Exercise details: Copy the records below exactly, leaving out every picture.

## Start Data for the task

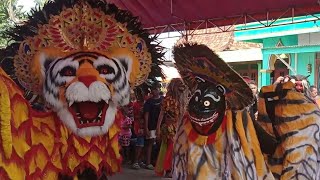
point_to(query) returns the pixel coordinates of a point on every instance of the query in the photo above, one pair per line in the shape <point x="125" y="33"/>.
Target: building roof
<point x="219" y="41"/>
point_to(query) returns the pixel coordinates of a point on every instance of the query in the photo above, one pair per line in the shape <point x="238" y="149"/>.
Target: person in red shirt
<point x="139" y="131"/>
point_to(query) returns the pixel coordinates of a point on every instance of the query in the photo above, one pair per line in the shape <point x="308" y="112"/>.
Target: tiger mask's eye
<point x="105" y="69"/>
<point x="68" y="71"/>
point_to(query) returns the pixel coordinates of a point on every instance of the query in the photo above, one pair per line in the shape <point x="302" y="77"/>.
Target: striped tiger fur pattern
<point x="234" y="154"/>
<point x="85" y="88"/>
<point x="292" y="118"/>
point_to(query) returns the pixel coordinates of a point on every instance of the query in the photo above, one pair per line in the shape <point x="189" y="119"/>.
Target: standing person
<point x="139" y="131"/>
<point x="151" y="113"/>
<point x="314" y="95"/>
<point x="125" y="134"/>
<point x="172" y="110"/>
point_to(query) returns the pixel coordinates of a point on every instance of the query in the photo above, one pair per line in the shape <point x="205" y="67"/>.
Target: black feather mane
<point x="42" y="16"/>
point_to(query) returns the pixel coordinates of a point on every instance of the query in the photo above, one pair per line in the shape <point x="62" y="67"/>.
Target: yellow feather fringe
<point x="5" y="117"/>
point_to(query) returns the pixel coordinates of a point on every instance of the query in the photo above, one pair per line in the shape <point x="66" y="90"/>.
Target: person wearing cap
<point x="152" y="108"/>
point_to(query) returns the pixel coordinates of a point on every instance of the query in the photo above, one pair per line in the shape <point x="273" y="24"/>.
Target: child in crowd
<point x="125" y="133"/>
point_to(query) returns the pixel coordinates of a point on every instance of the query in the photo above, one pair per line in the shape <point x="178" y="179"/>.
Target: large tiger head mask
<point x="83" y="60"/>
<point x="85" y="88"/>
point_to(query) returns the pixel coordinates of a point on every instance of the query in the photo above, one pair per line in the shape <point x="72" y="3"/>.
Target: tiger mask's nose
<point x="87" y="80"/>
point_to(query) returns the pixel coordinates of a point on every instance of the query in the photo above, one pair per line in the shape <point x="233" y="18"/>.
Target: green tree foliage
<point x="40" y="3"/>
<point x="10" y="15"/>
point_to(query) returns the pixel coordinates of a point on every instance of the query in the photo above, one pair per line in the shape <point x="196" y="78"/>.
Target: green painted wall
<point x="270" y="43"/>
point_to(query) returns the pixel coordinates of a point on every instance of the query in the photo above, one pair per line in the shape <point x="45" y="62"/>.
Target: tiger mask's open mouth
<point x="87" y="114"/>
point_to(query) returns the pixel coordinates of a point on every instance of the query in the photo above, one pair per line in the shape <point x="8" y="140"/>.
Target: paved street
<point x="141" y="174"/>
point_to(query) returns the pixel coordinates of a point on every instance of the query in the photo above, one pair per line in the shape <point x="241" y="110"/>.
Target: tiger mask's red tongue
<point x="88" y="110"/>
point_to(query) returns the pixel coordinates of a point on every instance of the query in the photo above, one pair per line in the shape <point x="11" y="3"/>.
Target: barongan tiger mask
<point x="85" y="87"/>
<point x="83" y="61"/>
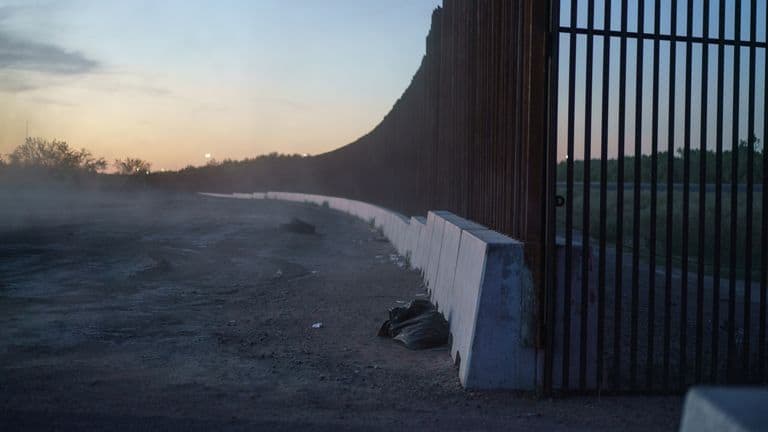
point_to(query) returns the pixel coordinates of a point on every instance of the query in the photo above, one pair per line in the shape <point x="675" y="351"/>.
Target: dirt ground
<point x="181" y="312"/>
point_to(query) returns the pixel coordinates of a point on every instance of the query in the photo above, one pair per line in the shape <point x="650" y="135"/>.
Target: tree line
<point x="695" y="159"/>
<point x="58" y="156"/>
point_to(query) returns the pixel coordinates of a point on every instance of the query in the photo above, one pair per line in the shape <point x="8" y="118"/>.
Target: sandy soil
<point x="160" y="312"/>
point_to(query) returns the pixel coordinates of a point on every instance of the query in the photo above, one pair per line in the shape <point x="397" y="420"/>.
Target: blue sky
<point x="172" y="80"/>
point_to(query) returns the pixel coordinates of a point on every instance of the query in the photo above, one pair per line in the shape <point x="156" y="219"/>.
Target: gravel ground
<point x="180" y="312"/>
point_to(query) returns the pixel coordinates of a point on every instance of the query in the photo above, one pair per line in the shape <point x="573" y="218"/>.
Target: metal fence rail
<point x="683" y="97"/>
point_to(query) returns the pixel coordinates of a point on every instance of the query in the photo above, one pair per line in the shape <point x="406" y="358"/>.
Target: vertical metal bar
<point x="550" y="210"/>
<point x="764" y="223"/>
<point x="569" y="200"/>
<point x="586" y="208"/>
<point x="654" y="199"/>
<point x="603" y="196"/>
<point x="718" y="199"/>
<point x="686" y="200"/>
<point x="702" y="198"/>
<point x="734" y="193"/>
<point x="750" y="189"/>
<point x="670" y="195"/>
<point x="620" y="198"/>
<point x="634" y="337"/>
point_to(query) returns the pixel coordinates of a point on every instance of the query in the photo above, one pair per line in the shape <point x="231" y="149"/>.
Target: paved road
<point x="153" y="312"/>
<point x="662" y="186"/>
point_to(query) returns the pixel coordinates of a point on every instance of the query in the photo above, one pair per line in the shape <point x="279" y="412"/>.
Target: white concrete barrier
<point x="486" y="313"/>
<point x="445" y="270"/>
<point x="477" y="278"/>
<point x="710" y="409"/>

## End Data for the task

The completed task:
point_to(query) returns the pixel coordinates of a point on every instance of the query in the photo above, one pair per line in the shape <point x="125" y="33"/>.
Target: building roof
<point x="219" y="41"/>
point_to(query) returns the pixel coordinates of a point on every instance of the query in the photo above, one pair per line in the shape <point x="238" y="149"/>.
Target: person in red shirt
<point x="139" y="131"/>
point_to(query) returns the pixel coordinates of a point on every instance of the query in the photo above, one pair per line in the shape <point x="308" y="112"/>.
Target: tiger mask's eye
<point x="105" y="69"/>
<point x="68" y="71"/>
point_to(query) returns the pixel coordinates of a point on every instance of the query in the photo above, one pair per line in the shape <point x="302" y="77"/>.
Target: striped tiger fur pattern
<point x="234" y="154"/>
<point x="85" y="88"/>
<point x="292" y="118"/>
point_to(query) returns the pixel coordinates of a point on every instance of the query in the photo above, one pair per line in the shape <point x="189" y="119"/>.
Target: standing person
<point x="139" y="131"/>
<point x="151" y="113"/>
<point x="314" y="95"/>
<point x="125" y="134"/>
<point x="172" y="110"/>
point_to(query) returns the pixel coordinates of a point on every instance of the query in the photo above, one pair per line in the shape <point x="205" y="67"/>.
Target: black feather mane
<point x="42" y="16"/>
point_to(query) returns the pixel coordinates of a point on every instance of the query in the photo above, one pair per line in the shape <point x="62" y="67"/>.
Target: yellow feather fringe
<point x="5" y="117"/>
point_to(query) returns the pixel coordinates of a point on every instance of the query in the photo above, one pair per line in the shape <point x="66" y="90"/>.
Target: person wearing cap
<point x="152" y="108"/>
point_to(query) returns the pixel coordinates of a point on every instance of the query in the photo above, one pair per line in the shape <point x="273" y="24"/>.
Target: child in crowd
<point x="125" y="133"/>
point_to(query) returns the pixel coordinates of a point on every instance of the query in the photo above, one pair per line in the shape <point x="178" y="179"/>.
Target: large tiger head mask
<point x="83" y="60"/>
<point x="85" y="88"/>
point_to(query) returns the pixel coordinates of a point on every instance of the query in the photo above, one pair per line in the shape <point x="72" y="3"/>.
Target: tiger mask's nose
<point x="87" y="80"/>
point_to(query) returns the pixel coordinates of a point on every instance of the query in the photo above, one pair per line in the shape <point x="233" y="18"/>.
Target: green tree foliage
<point x="40" y="3"/>
<point x="10" y="15"/>
point_to(query) returns the pixel coordinates of a point on every instance of the query in the photo above, one pair per line in the shape <point x="196" y="78"/>.
Target: green painted wall
<point x="270" y="43"/>
point_to(query) returns the pixel coordinates of a point on every instance of the query in the photo above, one pair per line in the shape <point x="45" y="62"/>.
Target: tiger mask's open mouth
<point x="87" y="114"/>
point_to(query) returns the pixel coordinates of a point on every instance of the query in the photo above, one pair per line in the shape <point x="8" y="140"/>.
Target: paved street
<point x="141" y="174"/>
point_to(query) returns the pixel coordinates of a point on every instance of the query in the photo above, one pair per line in the shape <point x="241" y="110"/>.
Target: tiger mask's red tongue
<point x="88" y="110"/>
point_to(query) returns the pixel coordinates of a point on every instance of the query in the photo above, one pair per line in the shape <point x="11" y="3"/>.
Target: barongan tiger mask
<point x="85" y="87"/>
<point x="83" y="61"/>
point_to(query) returns the pixel coordinates of a point on every instance of the query in the photo above, one pair per line in the shape <point x="675" y="351"/>.
Target: dirt ground
<point x="181" y="312"/>
point_to(query) returns the pixel coordinates of a point on every instance of the query in the photo above, one pair per line in the shape <point x="650" y="135"/>.
Target: tree line
<point x="695" y="159"/>
<point x="58" y="156"/>
point_to(query) returns the pixel coordinates of a point on every instance of the query in the photo above, one pair per line in the shape <point x="8" y="118"/>.
Target: sandy soil
<point x="160" y="312"/>
point_to(query) returns the pixel coordinates of a point on every instance of the query in the photo above, one pair per line in the shape <point x="397" y="420"/>.
Target: blue sky
<point x="172" y="80"/>
point_to(query) returns the pixel coordinates of a point on every instance of the query in the photo above, one pair per line in the shape <point x="156" y="219"/>.
Target: gravel ground
<point x="180" y="312"/>
point_to(query) returns the pixel coordinates of a point on every instance of the query in the photo above, one pair per line in the shape <point x="573" y="218"/>.
Target: metal fence rail
<point x="683" y="97"/>
point_to(query) returns the pixel coordinates of a point on every instance of the query in the photo above, one pair per line in the shape <point x="406" y="358"/>.
Target: vertical metal bar
<point x="550" y="210"/>
<point x="764" y="223"/>
<point x="569" y="200"/>
<point x="586" y="208"/>
<point x="654" y="199"/>
<point x="603" y="196"/>
<point x="718" y="199"/>
<point x="686" y="200"/>
<point x="702" y="198"/>
<point x="734" y="193"/>
<point x="750" y="189"/>
<point x="670" y="195"/>
<point x="620" y="198"/>
<point x="634" y="337"/>
point_to(query) returns the pixel coordinates of a point on every instance of the query in the photo above, one pair per line in the shape <point x="231" y="149"/>.
Target: paved road
<point x="153" y="312"/>
<point x="662" y="186"/>
point_to(query) returns the pixel coordinates of a point on every instance of the query in the photo above, one pair per line in the shape <point x="279" y="412"/>.
Target: white concrete barrier
<point x="486" y="313"/>
<point x="445" y="270"/>
<point x="477" y="278"/>
<point x="710" y="409"/>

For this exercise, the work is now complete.